## Requisitos da tarefa
Dê continuidade ao texto sobre a conversão de fazendas em florestas de carbono na Nova Zelândia, partindo da última frase apresentada.

## Trecho do texto
Em 2017, as fazendas de gado e ovelhas vendidas em sua totalidade para reflorestamento somaram cerca de 4.000 hectares, segundo relatório da Beef + Lamb New Zealand, organização de pecuaristas. Dois anos depois, a cifra já chegara a 36,5 mil hectares. As vendas diminuíram no início da pandemia, mas a expectativa é que tenham aumentado novamente em 2021.

Elas subiram também enquanto o preço dos créditos de carbono triplicou nos últimos três anos, alcançando 80 dólares neozelandeses (R$ 260). O aumento reflete um desequilíbrio entre oferta e demanda, na medida em que as emissões no país continuam altas, e a influência de especuladores —já que o país precisa endurecer sua política climática para poder cumprir os compromissos que assumiu.

Pelos preços atuais, os créditos podem gerar receitas de mais de 1.000 dólares neozelandeses (R$ 3.200) por ano por 0,5 hectare de cultivo de carbono, comparado com 160 dólares dólares neozelandeses (R$ 515) por 0,5 hectare das fazendas de ovinos e bovinos.

David Hall, pesquisador da Universidade Auckland de Tecnologia, afirma que nos próximos anos o preço dos créditos provavelmente vai passar de 100 dólares neozelandeses (R$ 320), mas que será preciso um preço superior a 200 dólares (R$ 640) para motivar mudanças no setor de transportes necessárias para alcançar a meta da neutralidade de carbono.

Não está claro quantas árvores a Nova Zelândia precisa ter para alcançar essa meta. Vai depender em parte da rapidez com que o país se converterá em uma economia de baixas emissões, com avanços tecnológicos que reduzam a necessidade de cultivo de carbono.

(Itens listados em um conjunto de dados)
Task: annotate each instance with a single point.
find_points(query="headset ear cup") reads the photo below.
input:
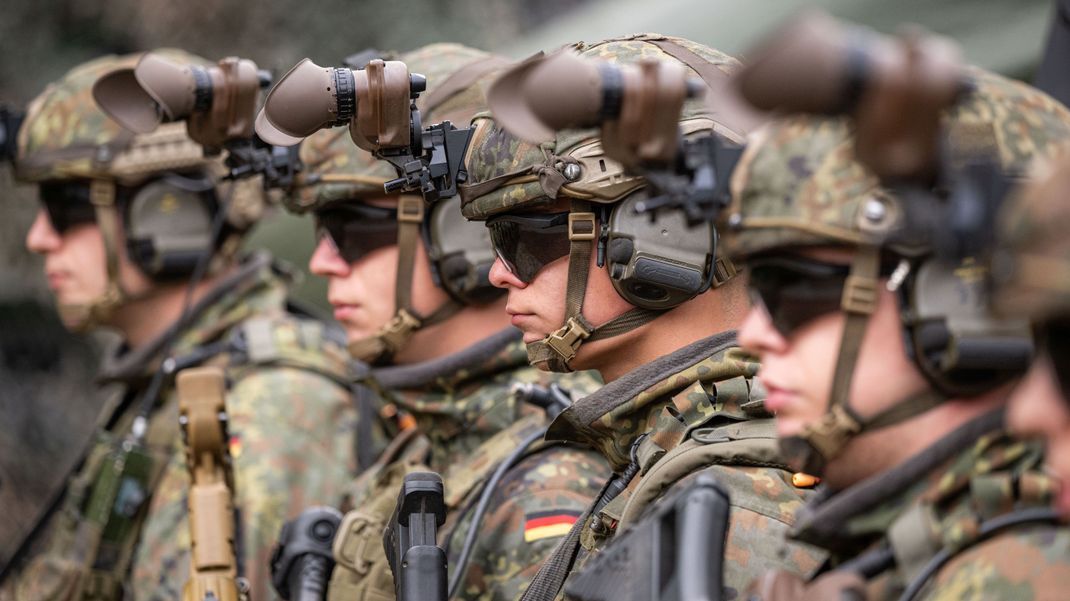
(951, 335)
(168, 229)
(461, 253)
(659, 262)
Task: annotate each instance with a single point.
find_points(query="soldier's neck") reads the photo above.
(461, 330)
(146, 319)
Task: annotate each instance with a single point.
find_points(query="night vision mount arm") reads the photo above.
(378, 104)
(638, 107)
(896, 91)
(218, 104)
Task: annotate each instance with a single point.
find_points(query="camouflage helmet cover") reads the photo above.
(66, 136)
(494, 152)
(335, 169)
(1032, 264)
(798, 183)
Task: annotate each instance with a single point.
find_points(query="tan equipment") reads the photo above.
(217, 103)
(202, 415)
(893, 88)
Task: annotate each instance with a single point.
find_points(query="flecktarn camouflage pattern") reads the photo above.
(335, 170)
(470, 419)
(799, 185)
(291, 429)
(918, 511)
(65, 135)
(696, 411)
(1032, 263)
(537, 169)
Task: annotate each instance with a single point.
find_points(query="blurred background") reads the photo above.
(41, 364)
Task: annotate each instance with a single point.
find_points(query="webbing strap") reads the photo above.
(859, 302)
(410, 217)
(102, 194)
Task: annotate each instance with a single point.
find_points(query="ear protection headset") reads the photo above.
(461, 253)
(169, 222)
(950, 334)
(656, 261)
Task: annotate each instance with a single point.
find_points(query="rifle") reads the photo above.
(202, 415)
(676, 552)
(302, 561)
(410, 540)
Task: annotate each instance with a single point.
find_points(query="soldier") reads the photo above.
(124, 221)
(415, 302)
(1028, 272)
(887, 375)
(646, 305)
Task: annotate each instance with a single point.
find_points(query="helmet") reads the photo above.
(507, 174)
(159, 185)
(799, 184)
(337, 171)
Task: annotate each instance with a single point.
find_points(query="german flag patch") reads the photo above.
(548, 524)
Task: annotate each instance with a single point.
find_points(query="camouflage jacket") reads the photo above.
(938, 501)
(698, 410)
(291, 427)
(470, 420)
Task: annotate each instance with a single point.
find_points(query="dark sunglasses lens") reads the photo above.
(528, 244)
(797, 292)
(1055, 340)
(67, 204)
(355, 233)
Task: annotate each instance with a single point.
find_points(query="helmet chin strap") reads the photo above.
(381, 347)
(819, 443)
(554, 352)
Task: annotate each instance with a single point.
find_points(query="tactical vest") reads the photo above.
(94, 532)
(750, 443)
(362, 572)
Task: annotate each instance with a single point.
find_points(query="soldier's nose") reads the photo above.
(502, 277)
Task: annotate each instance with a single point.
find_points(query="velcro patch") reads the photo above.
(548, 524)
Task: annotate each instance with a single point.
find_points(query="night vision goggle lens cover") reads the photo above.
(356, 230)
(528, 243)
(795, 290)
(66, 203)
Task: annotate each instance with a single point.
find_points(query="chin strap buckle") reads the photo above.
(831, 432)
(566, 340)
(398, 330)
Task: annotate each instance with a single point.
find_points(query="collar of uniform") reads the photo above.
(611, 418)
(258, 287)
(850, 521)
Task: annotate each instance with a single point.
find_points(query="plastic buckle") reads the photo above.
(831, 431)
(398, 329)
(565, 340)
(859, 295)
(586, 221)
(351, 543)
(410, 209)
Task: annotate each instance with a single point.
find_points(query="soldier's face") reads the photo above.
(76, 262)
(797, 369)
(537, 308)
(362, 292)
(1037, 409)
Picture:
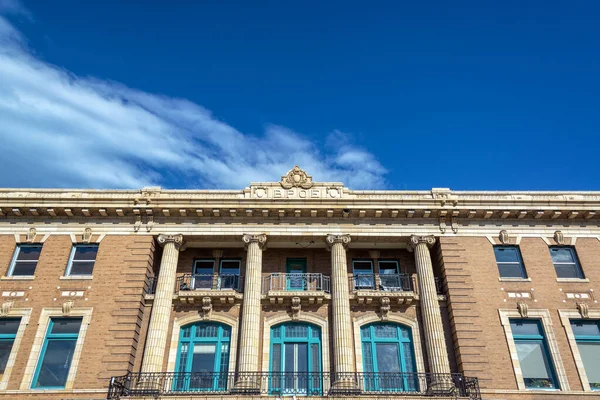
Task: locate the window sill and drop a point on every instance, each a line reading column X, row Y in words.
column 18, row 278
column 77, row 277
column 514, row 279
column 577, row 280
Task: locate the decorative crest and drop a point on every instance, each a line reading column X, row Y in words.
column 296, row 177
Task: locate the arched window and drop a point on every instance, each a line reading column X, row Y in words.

## Resposta redigida
Pelas projeções atuais, a Comissão Neozelandesa da Mudança Climática estimou o número de 1,1 milhão de hectares de florestas de carbono até 2050, mas outro modelo identificou a necessidade de mais de 5,3 milhões de hectares —ou 70% da área hoje ocupada por fazendas de ovinos e bovinos no país.

A eliminação pode significar a perda de 2 bilhões de dólares neozelandeses (R$ 6,5 bi) por ano em exportações, segundo Woodford. Carne e lã são a segunda maior categoria de exportação da Nova Zelândia, totalizando 15% do total.

Para as comunidades rurais, o cultivo de carbono corre o risco de criar "desertos verdes" de árvores que geram poucos empregos. Segundo relatório do departamento de manejo florestal, o cultivo permanente de carbono garante um emprego por ano a cada 1.000 hectares pós-plantio. O reflorestamento para a extração de madeira gera dezenas de empregos durante o plantio e a colheita, mas muito poucos nas quase três décadas entre uma coisa e outra. A criação de gado e ovelhas garante 13 empregos regulares e sazonais em tempo integral a cada 1.000 hectares.

A Horehore Station empregava três pessoas em tempo integral e muitas outras em regime parcial, como tosquiadores, construtores de cercas e pilotos de helicóptero, segundo Hindrup. E havia também motoristas de caminhão, donos de cafés e outros que dependiam indiretamente da receita da fazenda.

"Isso vai demolir essas comunidades, dizimar economias regionais", diz o fazendeiro Kerry Worsnop, vereador de Gisborne. Um relatório recente concluiu que, se todos os terrenos mais íngremes na região se converterem em floresta permanente de carbono, metade dos empregos (10 mil) vão desaparecer.

Os objetivos ambientais da Nova Zelândia estão impondo pressões diversas aos fazendeiros. O governo cogitou mudar as regras de modo a esfriar as vendas de terras rurais, além de combater preocupações com o prejuízo potencial que o cultivo de carbono pode impor à biodiversidade. Mas recuou diante da oposição de proprietários maoris de terras.

Dentro em breve, depois de ter sido isento do programa de comércio de carbono, o setor agrícola vai enfrentar penalidades financeiras por suas emissões. E novas normas ambientais vêm motivando atos de protesto de agricultores, que têm enchido as ruas de cidades com seus tratores.

"Ficou demais para minha saúde mental e física", diz Charlie Reynolds, que vendeu sua fazenda neste ano depois de encarar uma conta de 250 mil dólares neozelandeses (R$ 806 mil) para a construção de cercas que cumprissem os novos regulamentos.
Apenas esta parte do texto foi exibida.